-- WORK TO BE COMPLETED --
Down to the final line, reproduce the entries that follow exactly.

----- MATERIAL SUPPLIED

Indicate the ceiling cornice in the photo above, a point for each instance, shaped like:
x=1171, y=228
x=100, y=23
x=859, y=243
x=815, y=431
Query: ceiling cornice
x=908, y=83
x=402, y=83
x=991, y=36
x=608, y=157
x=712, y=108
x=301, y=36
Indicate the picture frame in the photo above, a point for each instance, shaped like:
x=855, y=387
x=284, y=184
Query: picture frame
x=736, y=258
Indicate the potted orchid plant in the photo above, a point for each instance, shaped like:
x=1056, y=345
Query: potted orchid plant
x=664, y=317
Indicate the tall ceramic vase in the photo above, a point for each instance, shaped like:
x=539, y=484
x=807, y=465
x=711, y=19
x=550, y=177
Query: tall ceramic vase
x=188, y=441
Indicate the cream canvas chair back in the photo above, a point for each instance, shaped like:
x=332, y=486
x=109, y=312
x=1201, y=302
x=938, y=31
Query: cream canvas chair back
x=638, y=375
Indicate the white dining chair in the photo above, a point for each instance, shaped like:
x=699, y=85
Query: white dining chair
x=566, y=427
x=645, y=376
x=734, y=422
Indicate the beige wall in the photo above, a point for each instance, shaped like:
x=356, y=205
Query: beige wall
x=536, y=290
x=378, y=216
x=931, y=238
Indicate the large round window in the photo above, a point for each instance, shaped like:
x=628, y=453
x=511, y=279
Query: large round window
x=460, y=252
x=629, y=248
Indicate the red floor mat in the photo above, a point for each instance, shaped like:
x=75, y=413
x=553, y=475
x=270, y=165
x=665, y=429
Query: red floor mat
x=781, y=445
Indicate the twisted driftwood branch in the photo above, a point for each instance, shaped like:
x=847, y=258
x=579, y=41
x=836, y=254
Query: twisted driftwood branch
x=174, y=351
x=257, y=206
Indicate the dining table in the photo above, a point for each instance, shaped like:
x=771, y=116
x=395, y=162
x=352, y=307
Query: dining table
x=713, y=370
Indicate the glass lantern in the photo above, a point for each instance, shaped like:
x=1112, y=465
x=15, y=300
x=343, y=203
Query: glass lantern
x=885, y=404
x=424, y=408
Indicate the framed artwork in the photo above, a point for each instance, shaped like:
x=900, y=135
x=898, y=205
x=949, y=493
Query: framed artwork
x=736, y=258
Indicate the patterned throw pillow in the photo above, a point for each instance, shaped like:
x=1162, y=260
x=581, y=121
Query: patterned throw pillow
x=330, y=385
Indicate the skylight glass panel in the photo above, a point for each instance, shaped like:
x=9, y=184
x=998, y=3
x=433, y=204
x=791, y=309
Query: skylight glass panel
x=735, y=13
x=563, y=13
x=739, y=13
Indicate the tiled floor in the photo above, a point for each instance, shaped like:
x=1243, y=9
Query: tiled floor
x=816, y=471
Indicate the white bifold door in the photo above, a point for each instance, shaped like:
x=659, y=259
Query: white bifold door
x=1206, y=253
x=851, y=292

----------

-- TASK RESPONSE --
Indicate the ceiling cornice in the photo above, a point for each instance, shaped like:
x=1171, y=228
x=100, y=23
x=859, y=243
x=815, y=431
Query: ceiling cornice
x=908, y=83
x=402, y=83
x=991, y=36
x=608, y=157
x=712, y=108
x=301, y=36
Indicate the picture frame in the photo above, a point for each instance, shaped like:
x=855, y=387
x=284, y=184
Query: picture frame
x=736, y=258
Indicate the potted orchid plant in the photo above, a point for each instance, shaped like:
x=1056, y=345
Query: potted orchid plant
x=664, y=317
Indicate the tall ceramic vase in the photo above, a point for each instance, shaped like:
x=539, y=484
x=807, y=465
x=711, y=19
x=550, y=177
Query: tall ceramic vase
x=188, y=441
Indicate the cream canvas chair back in the photo above, a point for each instance, shaped like:
x=332, y=486
x=109, y=312
x=1201, y=302
x=938, y=31
Query: cream canvas chair back
x=638, y=375
Indicate the white dining chair in the photo above, a point for each instance, shaped like:
x=699, y=85
Query: white dining chair
x=566, y=427
x=645, y=376
x=734, y=422
Indicate the beige wall in the photo above, a point for each instance, shaped like:
x=356, y=205
Query: beige wall
x=536, y=290
x=378, y=216
x=931, y=238
Indicate the large round window in the photo above, a point for each instance, shaped like:
x=628, y=453
x=511, y=279
Query: large round window
x=460, y=252
x=629, y=248
Indicate the red floor mat in the photo above, a point for each instance, shaped like:
x=75, y=413
x=553, y=475
x=270, y=165
x=665, y=429
Query: red floor mat
x=781, y=445
Indicate the twisted driftwood branch in the photo above, a point for each instance, shaped like:
x=847, y=258
x=579, y=41
x=836, y=254
Query: twisted driftwood branch
x=174, y=351
x=257, y=206
Indicate the dining table in the photo above, a point for each instance, shaped like:
x=771, y=116
x=395, y=162
x=352, y=307
Query: dining table
x=713, y=370
Indicate the glass lantern in the photo above, a point for each instance, shaped like:
x=1112, y=465
x=15, y=300
x=343, y=203
Query: glass lantern
x=885, y=404
x=424, y=408
Indicate the framed artwork in the photo above, a point for each instance, shaped like:
x=900, y=135
x=898, y=205
x=949, y=493
Query: framed artwork
x=736, y=258
Indicate the patterned throw pillow in the photo above, a point for each instance, shaped like:
x=1162, y=260
x=581, y=121
Query: patterned throw pillow
x=330, y=385
Indicate the skylight glass panel in the photo above, a point for each instance, shaped like:
x=9, y=184
x=998, y=3
x=433, y=204
x=791, y=309
Query: skylight glass panel
x=735, y=13
x=563, y=13
x=739, y=13
Indicate the tiled floor in the photo above, a point for each instance, shaped like:
x=1243, y=9
Query: tiled floor
x=816, y=471
Indicate the white bifold door in the photo above, a point for each instance, shaped like:
x=659, y=259
Query: white bifold door
x=1206, y=253
x=851, y=292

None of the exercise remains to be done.